Can you retype, word for word, the stretch of the livestock guardian dog thread from "You want them" through "combination is best."?

[Start of Given passage]

# 1 or 2 a little help making deciding



## Muleman (Nov 8, 2013)

Ok, I posted here a while back when I got my first LGD see the thread.
New Pig LGD, Anatolian cross
As I explained I intend for the dog to guard my pigs. Maybe 15 or so sows (all having piglets at some time) and more than likely broke up into 2 herds, but on the same 20 acre property. The property will be a mixture of woods/pasture and some is steep and rocky, so yes, it is difficult terrain. I figure I could make some way for the dog to travel between pastures by making small wooden ramps, if you will, so she can cross fence lines, but to steep for a pig. 
At any rate. I got 1 because not having LGD before I was afraid 2 would buddy up and pay no attention to the pigs. She has been with the pigs for about 2 months now and seems to be quite content to stay with them. They are all in a much smaller area now, but I intend to move them to the 20 acres in the next several months. 
So what is my question??
Well many replied to my first post and said I should get a litter mate to her and have 2 dogs, not just one for that many animals and 20 acres??? So, I took that advice and looked around. Now I have found a male about her same age for sale. Her litter mate was no longer available. The dogs I have found, a female is not available. I am not wanting to start a puppy mill, so I am thinking I can get her fixed, if I get another that is a male, or I could put her up when she comes in heat? Either way, we could control breeding, does not seem like a big issue. I guess my big question is, is 2 really better. I do not want to have dogs, just for the sake of having dogs. So does everyone really agree? I should have 2 for the scenario listed above?? Would it be reasonable to expect 2 dogs on the same 20 acre property to guard 2 separate herds?? or will they buddy up and just stay together with one group and ignore the other group??


----------



## hercsmama (Jan 15, 2004)

Absolutely get a second one. They work much better in pairs, not to mention the fact that with two, they stand a much better chance of being able to handle an attack of multiple predators.
You want them together with the herd,or at least able to run to each others defense in a split second.
I have Pyrs, male and female. We fixed our Male, as they are litter mates, and we do eventually want puppies.
I don't know too much about Anatolians, but with Pyrs I can tell you that two females will fight for dominance, well before two males will. So a male/female combination is best.
When our Maggie has her pups next year, we will be keeping back 2 pups for ourselves, and they will be a male and a female. they'll be a separate working team from their mom and uncle, in an entirely different pasture.

On a side note, you will need to keep them apart when she goes into heat for awhile. It is best to wait until they are about 18 months, to 2 years old to spay or neuter, depending of course on which one has it done....


----------



## Maura (Jun 6, 2004)

Don&#8217;t you also have mules as a line of defense? This changes the picture because you are not solely dependent on the dog(s). I would train the first puppy and wait until next year to get a second. This will give you time to find what you really want. It will give you time to see what weaknesses your first dog has and balance the second dog either in buying or in training. A giant breed isn&#8217;t finished growing until about 3 years, which is a long time to wait when you have male around. You might also find an adult trained dog in that time, though most of them are bonded to sheep.

[End of Given passage]
[Start of Source excerpt]

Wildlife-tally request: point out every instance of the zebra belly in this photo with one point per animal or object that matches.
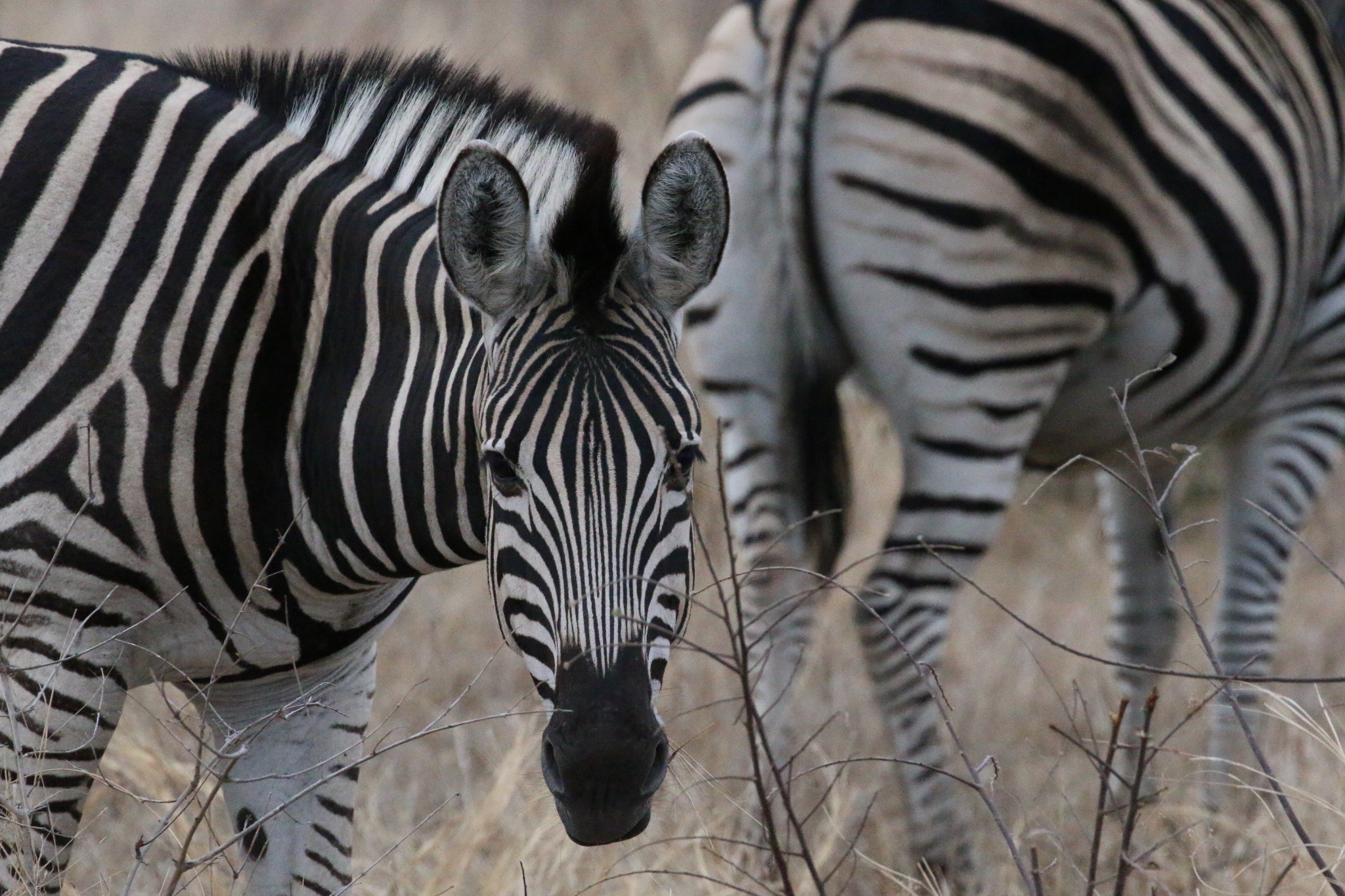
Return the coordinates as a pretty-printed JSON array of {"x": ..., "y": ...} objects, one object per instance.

[End of Source excerpt]

> Correct response
You want them together with the herd,or at least able to run to each others defense in a split second.
I have Pyrs, male and female. We fixed our Male, as they are litter mates, and we do eventually want puppies.
I don't know too much about Anatolians, but with Pyrs I can tell you that two females will fight for dominance, well before two males will. So a male/female combination is best.